:: Page extract ::
** Start **
For the better part of 25 years, merlot was seemingly unstoppable. Why? Because it’s a varietal that doesn’t necessarily need to be cellared and that's grown all over the globe. In its heyday, merlot was everyone’s darling.
Since 2005, however, the popularity of the varietal has been inconsistent. Despite being up there with the most planted grapes in the world, tasting bench reactions to merlot vary dramatically. This is largely due to the fact that the production and styles of merlot found around the world also vary dramatically. For example, merlot crafted in the New World is commonly full-bodied and more fruit-forward than its Old World counterparts; and while Pomerol's Château Petrus is considered one of the most expensive reds in the world, the cheaper, overripe styles of merlot are still prevalent on the wine market.
While it remains a divisive varietal among drinkers and winemakers alike, there is much to be said in praise of merlot wine. When given time and nurturing, from seedling to screwcap, this Bordeaux classic proves itself to be far more than just the underdog and blend partner to cabernet sauvignon.
Fast forward to the second half of the 20th century and we see merlot take hold around the world. It reached Australia in the 1980s, found a stronghold in California, crossed borders in Italy (it’s now planted in 106 regions), took up residence in Spain, built a home in Chile and even made it all the way out to Canada’s Okanagan Valley.
Today, it’s the second most planted grape in the world after airen, a Spanish white varietal. The merlot boom is perhaps best exemplified in California, where prior to 1970 no merlot was planted in the state and since 2010 holds 18,924 hectares.
** End **
:: What you have to do ::
How would the article on merlot go on after its last sentence? Write the next part.

:: Dataset rows ::
** Start **
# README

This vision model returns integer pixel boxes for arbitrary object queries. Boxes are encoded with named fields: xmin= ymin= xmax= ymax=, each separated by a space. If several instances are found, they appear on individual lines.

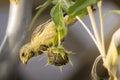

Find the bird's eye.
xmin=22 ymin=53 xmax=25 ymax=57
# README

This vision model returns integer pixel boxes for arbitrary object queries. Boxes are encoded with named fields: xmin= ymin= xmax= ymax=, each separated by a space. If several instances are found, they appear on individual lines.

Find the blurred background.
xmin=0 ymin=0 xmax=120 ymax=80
** End **
** Start **
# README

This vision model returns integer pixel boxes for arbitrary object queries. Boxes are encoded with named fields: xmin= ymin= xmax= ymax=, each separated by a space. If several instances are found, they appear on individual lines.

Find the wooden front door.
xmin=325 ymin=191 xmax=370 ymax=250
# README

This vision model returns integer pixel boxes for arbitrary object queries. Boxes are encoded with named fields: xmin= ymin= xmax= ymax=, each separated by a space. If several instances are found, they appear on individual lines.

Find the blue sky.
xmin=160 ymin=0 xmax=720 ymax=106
** End **
:: Reply ::
In France and Italy, merlot’s popularity can come down to two things: its ability to provide a base for some of Bordeaux’s most famous St-Emilion and Pomerol blends, and its early-ripening habits (it can ripen up to two weeks earlier than cabernet sauvignon).
New World producers, by comparison, tend to prefer picking later in the season, creating a fruity, full-bodied merlot that stands alone as a single-varietal wine.
Cool-climate merlot, like that coming out of the Bordeaux Right Bank, is often mistaken for cabernet sauvignon. It’s structured and tannic with hits of tobacco and tar, making for an earthy glass of red. In contrast, warm-climate merlot is much more fruit-forward. In warmer climates, producers will often settle their merlot in oak for up to 24 months in an effort to develop more structure.
As is the case around the world, merlot is often used for blending, predominantly with malbec, cabernet sauvignon and cabernet franc. This tradition of blending means there is no real consensus on what flavours should be expected of French merlot wine, but it is agreed that merlot’s role is to bring body and softness.
While planted all over, this varietal favours cooler regions. Coonawarra is recognised as one of the best Australian regions for merlot, with most wines from here resplendent in sweet berry flavours and a silky elegance.
Merlot has had its ups and downs in Australia though. Since its boom in the 1980s it’s since fallen from trend and favour among drinkers and winemakers alike, and is nowadays most commonly consumed as a blend.
Merlot is a varietal that sits smack dab in the middle of the red wine spectrum, with medium levels of tannin, acidity and alcohol (12-15%). It’s most famous for its red-fruit flavours (namely cherry, plum and raspberry), easy-drinking tannins and super-soft finish. But depending on how it’s vinified and where it has been grown, merlot can be transformatory.
Incredibly dark in colour, even blue at times, the trick to telling the visual difference between merlot and cabernet sauvignon all comes down to light. If you hold a glass up to the light, merlot-based wines will tinge orange around the rim.
Occasionally, you might stumble on white merlot at the tasting bench. To make white merlot the grapes have been allowed a very brief period of skin contact resulting in a pale pink wine. This is different to merlot blanc, which is a style of wine that has been blended with another varietal.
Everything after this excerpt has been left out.